[What you are asked to do]
Set down in full, word for word, the passage about Damian Torres-Botello's public statement that he is gay.

[Supplied passage]
◆ ◆ ◆ ◆
I’m so proud of my brother Jesuit, Damian Torres-Botello, SJ, for speaking out on an important issue in our church: the welcome of LGBT men and women. I’m also proud of him for openly admitting that he himself is gay. While such an admission is commonplace in some circles, Damian’s public statement—in this case online—is rare. Why? Not because of any aversion to honesty in the religious orders and the priesthood. Many priests and members of religious orders who are gay (and celibate) are honest about this part of their lives with friends and family. Rather, the vast majority of religious superiors and bishops will not allow seminarians, scholastics or priests to publicly declare that they are gay.

So there is another reason to take note of this article: Damian’s religious superiors explicitly approved his publishing it. Most crucially, his provincial superior approved his openly discussing his homosexuality.

A little background: Jesuits, like members of other religious orders, take vows of poverty, chastity and obedience. For most Jesuits, obedience is often the easiest of the vows: basically, carry out the job to which you have been missioned. But in some cases obedience is brought to bear on more sensitive topics. And over the last few decades no Jesuit, as far as I know, has been permitted by his superiors to “self-identify” as gay in a public way.
◆ ◆ ◆ ◆
[Excerpted records]
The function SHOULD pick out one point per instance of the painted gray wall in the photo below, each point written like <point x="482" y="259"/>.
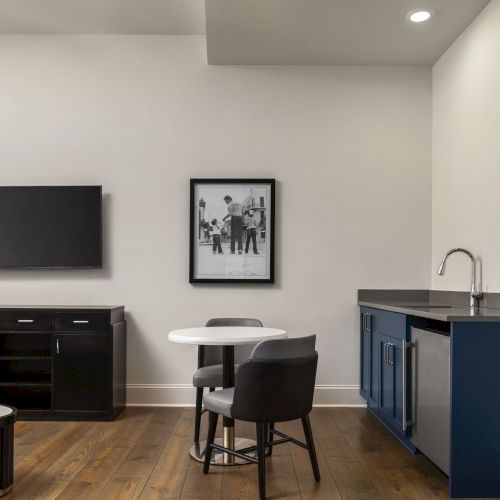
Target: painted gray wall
<point x="466" y="154"/>
<point x="349" y="146"/>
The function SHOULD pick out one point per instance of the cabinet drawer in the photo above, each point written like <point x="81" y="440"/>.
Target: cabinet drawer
<point x="388" y="323"/>
<point x="25" y="321"/>
<point x="81" y="322"/>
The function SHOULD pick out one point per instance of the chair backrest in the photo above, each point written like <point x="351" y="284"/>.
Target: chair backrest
<point x="212" y="354"/>
<point x="277" y="383"/>
<point x="290" y="348"/>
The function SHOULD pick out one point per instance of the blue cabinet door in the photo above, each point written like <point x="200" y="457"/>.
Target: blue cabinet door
<point x="390" y="355"/>
<point x="369" y="370"/>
◆ ◆ ◆ ◆
[Problem solution]
I’m so proud of my brother Jesuit, Damian Torres-Botello, SJ, for speaking out on an important issue in our church: the welcome of LGBT men and women. I’m also proud of him for openly admitting that he himself is gay. While such an admission is commonplace in some circles, Damian’s public statement—in this case online—is rare. Why? Not because of any aversion to honesty in the religious orders and the priesthood. Many priests and members of religious orders who are gay (and celibate) are honest about this part of their lives with friends and family. Rather, the vast majority of religious superiors and bishops will not allow seminarians, scholastics or priests to publicly declare that they are gay.

So there is another reason to take note of this article: Damian’s religious superiors explicitly approved his publishing it. Most crucially, his provincial superior approved his openly discussing his homosexuality.

A little background: Jesuits, like members of other religious orders, take vows of poverty, chastity and obedience. For most Jesuits, obedience is often the easiest of the vows: basically, carry out the job to which you have been missioned. But in some cases obedience is brought to bear on more sensitive topics. And over the last few decades no Jesuit, as far as I know, has been permitted by his superiors to “self-identify” as gay in a public way.